**What is needed:** Return the listing below verbatim. Pictures do not belong in the copy.

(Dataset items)
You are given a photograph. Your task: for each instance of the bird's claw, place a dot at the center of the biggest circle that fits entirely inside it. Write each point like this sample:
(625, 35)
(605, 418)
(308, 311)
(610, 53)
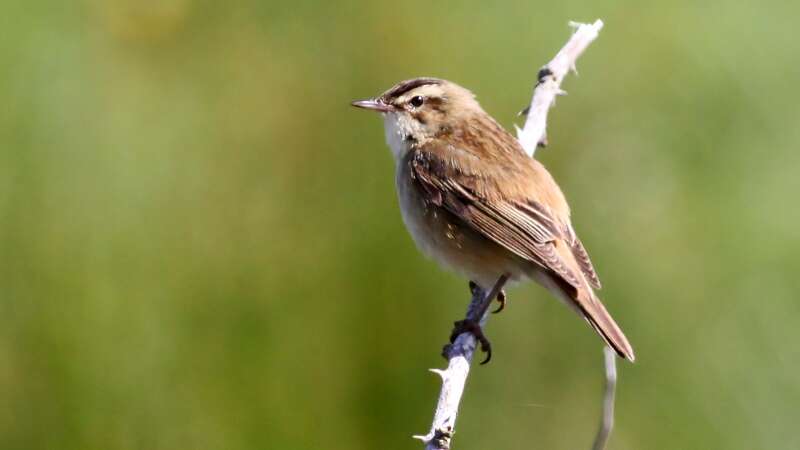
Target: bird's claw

**Task response:**
You are given a photograph. Your task: for each instance of the bird's claw, place a dot at the center of the biggest circle that fits entirely inside it. Write each point like this sample:
(625, 35)
(605, 418)
(308, 311)
(610, 53)
Target: bird's claw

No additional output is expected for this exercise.